▶ RECORDS FOR THIS EXERCISE:
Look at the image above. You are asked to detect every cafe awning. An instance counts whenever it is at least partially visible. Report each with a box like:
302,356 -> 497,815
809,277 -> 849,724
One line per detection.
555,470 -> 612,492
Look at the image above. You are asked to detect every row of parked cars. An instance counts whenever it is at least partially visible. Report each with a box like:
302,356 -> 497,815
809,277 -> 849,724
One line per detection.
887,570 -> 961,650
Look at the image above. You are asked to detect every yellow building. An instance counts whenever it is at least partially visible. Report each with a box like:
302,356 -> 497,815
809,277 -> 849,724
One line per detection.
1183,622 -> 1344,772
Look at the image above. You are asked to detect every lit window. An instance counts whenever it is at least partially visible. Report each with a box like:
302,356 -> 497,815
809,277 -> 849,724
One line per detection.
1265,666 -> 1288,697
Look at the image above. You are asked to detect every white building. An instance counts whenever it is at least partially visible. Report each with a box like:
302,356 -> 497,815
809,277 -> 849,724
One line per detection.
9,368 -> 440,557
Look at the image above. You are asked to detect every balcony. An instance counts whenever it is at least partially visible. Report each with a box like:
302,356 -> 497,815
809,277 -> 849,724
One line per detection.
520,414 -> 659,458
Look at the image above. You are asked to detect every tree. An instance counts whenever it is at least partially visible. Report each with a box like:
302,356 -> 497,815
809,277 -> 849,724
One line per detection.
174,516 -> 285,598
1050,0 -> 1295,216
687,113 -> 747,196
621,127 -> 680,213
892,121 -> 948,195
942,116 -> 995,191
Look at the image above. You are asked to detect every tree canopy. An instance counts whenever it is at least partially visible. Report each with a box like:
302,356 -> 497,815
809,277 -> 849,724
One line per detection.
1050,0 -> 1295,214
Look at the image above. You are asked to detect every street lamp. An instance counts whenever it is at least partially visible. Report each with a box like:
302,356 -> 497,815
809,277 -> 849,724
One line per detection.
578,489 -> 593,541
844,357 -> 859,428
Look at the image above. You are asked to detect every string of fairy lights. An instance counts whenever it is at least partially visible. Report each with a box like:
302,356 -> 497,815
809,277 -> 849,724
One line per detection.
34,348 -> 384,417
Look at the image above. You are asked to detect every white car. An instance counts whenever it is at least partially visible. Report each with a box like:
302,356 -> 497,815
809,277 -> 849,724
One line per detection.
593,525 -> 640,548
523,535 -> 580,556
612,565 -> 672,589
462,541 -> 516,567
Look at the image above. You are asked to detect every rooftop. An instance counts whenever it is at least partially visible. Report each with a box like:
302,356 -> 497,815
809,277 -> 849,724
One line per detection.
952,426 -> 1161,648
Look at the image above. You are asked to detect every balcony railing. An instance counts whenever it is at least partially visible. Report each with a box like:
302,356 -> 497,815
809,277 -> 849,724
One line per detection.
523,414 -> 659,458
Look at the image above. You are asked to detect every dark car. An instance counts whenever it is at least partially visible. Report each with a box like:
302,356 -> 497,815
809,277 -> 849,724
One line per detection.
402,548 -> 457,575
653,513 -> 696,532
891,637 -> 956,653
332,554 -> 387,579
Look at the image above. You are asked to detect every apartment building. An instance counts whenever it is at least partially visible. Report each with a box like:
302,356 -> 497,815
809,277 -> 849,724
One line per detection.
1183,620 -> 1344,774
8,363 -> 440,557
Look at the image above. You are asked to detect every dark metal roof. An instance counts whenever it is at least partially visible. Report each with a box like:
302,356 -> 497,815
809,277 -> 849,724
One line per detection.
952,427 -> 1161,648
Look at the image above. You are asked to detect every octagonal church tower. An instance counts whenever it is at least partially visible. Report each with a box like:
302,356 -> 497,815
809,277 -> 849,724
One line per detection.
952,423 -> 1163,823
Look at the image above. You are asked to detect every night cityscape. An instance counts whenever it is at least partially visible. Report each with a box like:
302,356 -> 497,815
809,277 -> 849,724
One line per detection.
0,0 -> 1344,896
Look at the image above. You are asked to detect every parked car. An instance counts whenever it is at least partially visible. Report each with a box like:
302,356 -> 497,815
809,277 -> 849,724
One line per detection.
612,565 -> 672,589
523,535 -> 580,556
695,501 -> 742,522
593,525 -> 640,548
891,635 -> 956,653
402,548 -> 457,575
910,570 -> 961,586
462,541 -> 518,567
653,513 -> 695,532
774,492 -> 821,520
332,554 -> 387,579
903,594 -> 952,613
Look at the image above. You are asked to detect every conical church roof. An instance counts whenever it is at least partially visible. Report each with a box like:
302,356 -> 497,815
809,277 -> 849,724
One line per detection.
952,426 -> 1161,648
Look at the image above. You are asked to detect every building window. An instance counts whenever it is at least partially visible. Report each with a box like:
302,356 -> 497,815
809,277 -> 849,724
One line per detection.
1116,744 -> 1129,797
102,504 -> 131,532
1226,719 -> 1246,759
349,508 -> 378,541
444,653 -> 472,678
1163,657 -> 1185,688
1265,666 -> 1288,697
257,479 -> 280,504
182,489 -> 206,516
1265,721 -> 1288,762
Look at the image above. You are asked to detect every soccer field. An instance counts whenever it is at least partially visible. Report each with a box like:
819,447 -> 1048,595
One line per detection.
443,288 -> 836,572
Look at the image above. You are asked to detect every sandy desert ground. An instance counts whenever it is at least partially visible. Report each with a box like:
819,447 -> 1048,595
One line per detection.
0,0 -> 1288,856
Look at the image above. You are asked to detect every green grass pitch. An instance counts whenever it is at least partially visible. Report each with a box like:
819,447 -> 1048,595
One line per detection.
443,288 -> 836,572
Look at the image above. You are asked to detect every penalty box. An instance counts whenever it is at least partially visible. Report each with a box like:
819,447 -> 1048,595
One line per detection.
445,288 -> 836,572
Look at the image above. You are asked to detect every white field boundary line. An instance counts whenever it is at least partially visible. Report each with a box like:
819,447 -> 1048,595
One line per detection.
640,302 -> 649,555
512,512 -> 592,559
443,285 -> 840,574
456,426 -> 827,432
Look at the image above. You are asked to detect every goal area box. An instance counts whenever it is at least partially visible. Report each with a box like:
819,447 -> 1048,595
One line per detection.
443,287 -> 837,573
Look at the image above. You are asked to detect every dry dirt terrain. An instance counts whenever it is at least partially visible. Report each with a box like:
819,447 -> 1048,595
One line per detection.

▶ EXERCISE REQUIREMENTS:
Find every line in the records above that contains the word "field", and copy each one.

▶ EXERCISE SOLUTION:
Look at the image above. You are asked to detect every soccer field. An instance counts whenever it is at least partially visible. Report each with a box like:
Look at the image above. You are asked to detect every white field boundary line. An instance counts whenever it is at least partially visible. Report each with a box like:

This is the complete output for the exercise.